Stored items:
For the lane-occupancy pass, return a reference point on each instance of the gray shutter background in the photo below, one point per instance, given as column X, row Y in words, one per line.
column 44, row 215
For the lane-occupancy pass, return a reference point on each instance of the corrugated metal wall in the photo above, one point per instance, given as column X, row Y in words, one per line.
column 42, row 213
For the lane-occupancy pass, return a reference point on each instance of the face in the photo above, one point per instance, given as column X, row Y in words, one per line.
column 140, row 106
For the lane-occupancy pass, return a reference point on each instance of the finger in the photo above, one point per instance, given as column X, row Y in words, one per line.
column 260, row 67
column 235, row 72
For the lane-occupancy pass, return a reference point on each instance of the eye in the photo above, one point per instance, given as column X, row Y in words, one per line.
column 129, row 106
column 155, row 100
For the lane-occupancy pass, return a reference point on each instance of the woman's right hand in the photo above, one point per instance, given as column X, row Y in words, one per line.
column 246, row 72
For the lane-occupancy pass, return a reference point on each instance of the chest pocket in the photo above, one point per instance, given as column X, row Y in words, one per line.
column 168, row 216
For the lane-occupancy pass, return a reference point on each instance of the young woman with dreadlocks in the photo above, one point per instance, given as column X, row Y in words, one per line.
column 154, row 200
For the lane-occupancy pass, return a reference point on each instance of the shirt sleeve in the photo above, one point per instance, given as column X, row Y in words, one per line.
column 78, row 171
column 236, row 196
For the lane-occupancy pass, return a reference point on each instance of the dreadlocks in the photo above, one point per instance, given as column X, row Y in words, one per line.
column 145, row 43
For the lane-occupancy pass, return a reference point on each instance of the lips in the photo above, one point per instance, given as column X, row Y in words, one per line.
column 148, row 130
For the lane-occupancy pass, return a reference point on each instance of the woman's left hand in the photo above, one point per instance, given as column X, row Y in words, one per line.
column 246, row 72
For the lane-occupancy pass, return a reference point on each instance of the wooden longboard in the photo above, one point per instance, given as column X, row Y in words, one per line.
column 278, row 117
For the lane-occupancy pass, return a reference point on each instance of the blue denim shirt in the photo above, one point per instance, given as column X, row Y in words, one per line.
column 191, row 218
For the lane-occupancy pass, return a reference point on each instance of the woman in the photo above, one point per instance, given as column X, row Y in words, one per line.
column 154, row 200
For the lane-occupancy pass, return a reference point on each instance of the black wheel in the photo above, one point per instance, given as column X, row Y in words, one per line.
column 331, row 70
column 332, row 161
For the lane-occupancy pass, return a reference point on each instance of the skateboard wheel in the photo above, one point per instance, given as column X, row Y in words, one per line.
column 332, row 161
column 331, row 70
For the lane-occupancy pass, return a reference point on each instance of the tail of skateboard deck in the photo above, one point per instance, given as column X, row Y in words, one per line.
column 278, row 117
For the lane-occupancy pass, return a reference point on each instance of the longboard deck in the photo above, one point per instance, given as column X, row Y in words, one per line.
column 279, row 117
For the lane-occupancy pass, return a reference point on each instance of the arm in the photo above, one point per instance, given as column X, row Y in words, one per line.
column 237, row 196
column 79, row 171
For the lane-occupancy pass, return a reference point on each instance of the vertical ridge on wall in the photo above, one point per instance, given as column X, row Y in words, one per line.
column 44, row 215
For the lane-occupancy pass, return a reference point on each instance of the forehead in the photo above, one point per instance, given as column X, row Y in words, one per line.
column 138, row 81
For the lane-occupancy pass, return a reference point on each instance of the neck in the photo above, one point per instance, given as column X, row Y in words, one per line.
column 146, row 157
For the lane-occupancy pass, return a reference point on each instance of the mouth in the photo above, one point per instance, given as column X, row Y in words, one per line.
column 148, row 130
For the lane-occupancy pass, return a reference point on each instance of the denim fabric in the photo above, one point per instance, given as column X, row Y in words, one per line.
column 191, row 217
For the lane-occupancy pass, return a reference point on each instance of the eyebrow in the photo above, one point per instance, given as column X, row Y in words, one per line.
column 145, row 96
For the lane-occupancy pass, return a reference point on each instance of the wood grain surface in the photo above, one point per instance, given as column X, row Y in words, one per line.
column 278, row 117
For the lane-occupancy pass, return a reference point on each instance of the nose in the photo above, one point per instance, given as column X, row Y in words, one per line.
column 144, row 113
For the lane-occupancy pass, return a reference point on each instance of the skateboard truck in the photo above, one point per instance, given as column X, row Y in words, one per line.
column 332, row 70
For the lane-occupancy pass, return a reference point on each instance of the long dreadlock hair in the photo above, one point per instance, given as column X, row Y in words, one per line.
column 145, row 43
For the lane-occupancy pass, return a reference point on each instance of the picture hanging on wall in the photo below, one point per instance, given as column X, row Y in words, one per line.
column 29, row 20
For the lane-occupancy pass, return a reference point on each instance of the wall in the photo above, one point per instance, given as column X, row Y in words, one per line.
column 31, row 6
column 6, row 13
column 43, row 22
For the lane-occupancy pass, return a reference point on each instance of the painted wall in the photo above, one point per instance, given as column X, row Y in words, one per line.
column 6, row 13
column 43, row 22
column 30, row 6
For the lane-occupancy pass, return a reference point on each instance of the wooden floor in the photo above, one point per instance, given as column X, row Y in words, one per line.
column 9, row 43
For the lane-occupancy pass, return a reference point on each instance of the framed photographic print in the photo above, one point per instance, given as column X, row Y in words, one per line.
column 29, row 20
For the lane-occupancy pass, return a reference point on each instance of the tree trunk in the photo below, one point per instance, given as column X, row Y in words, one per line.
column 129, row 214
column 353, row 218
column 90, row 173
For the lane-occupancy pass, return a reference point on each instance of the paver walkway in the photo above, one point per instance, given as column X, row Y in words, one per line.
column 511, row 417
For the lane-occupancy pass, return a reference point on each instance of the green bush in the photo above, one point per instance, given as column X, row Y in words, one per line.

### Aim
Give the lines from the one containing "of the picture" through the end of the entries again, exactly as written and with no other lines.

### Solution to this problem
For the lane-occupancy pass, return a reference point on each instance of the picture hanging on wall in the photo below, one point per instance, given as column X, row Y in words, one per line.
column 29, row 20
For the lane-occupancy pass, return a reference point on each instance of the wall in the photo above, one point per instance, given as column X, row Y in words, one per line.
column 31, row 6
column 6, row 13
column 43, row 22
For the lane-occupancy pass, return a reference point on each instance of the painted wall in the photo above, one point per instance, given as column X, row Y in words, one per line.
column 6, row 13
column 43, row 22
column 30, row 6
For the lane-occupancy pass, return a reference point on each instance of the wooden floor in the photo above, one point per instance, given as column X, row Y in words, one per line.
column 9, row 43
For the lane-occupancy pass, return a reference point on each instance of the framed photographic print in the photo above, one point per instance, given as column X, row Y in words, one per line.
column 29, row 20
For the lane-occupancy pass, return a reference point on each instance of the tree trunk in the photo below, one point per instance, given as column X, row Y in words, one per line.
column 129, row 214
column 353, row 218
column 90, row 173
For the lane-occupancy pass, return a reference point on each instance of the paver walkway in the photo above, one point per instance, given as column X, row Y in words, one per line.
column 511, row 417
For the lane-occupancy pass, return a reference point on each instance of the green bush in the photo above, one point per instance, given as column X, row Y in words, one per line.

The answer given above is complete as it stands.